(Dataset excerpts)
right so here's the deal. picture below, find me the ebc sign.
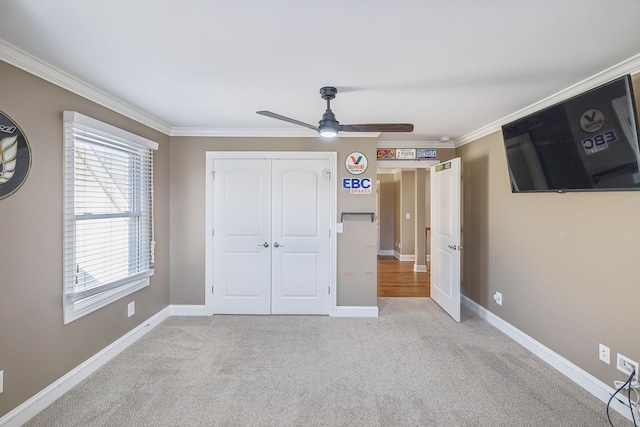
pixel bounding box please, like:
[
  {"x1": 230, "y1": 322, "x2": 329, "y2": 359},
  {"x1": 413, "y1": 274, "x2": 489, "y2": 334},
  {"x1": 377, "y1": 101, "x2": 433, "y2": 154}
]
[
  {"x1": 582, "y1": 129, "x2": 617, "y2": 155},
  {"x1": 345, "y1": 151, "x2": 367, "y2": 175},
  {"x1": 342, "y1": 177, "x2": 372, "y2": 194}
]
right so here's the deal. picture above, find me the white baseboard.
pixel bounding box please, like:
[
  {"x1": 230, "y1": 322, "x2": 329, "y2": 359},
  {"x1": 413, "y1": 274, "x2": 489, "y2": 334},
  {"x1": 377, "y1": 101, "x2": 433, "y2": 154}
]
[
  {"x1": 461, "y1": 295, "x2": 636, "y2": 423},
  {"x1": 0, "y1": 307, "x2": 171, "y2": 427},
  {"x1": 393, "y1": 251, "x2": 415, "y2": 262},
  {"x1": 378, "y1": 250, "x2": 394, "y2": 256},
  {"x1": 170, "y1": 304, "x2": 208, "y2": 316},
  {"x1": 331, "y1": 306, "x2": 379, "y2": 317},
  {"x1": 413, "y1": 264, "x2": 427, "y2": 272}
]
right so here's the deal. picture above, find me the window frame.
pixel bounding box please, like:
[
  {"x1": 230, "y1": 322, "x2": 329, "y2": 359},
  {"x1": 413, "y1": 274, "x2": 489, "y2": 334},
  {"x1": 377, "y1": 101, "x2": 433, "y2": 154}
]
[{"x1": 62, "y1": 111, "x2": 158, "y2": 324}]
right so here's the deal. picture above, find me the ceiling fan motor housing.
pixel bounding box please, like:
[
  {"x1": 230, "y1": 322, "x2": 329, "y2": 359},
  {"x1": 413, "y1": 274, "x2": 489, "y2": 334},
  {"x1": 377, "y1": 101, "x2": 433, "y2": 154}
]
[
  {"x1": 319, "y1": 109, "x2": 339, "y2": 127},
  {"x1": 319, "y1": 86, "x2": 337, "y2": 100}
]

...

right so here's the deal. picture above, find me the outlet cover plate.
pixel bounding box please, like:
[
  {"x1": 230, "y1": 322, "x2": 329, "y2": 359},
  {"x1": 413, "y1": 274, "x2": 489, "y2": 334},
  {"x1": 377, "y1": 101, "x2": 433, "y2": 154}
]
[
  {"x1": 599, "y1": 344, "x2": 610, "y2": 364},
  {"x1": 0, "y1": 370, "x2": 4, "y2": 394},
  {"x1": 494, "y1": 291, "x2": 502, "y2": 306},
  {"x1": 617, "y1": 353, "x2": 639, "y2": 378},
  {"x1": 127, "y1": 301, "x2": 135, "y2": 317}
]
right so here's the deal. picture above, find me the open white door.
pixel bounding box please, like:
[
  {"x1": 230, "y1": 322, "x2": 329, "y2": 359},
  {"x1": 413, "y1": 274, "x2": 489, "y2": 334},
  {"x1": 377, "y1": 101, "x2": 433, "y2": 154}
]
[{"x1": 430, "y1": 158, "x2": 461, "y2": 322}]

WHAT THE EXERCISE ASKS:
Report every line in the data above in which the word "white" appears.

YOUR SOLUTION:
right so here's the deal. picture above, find me the white baseboard.
right so here's the deal. picture above, find me the open white door.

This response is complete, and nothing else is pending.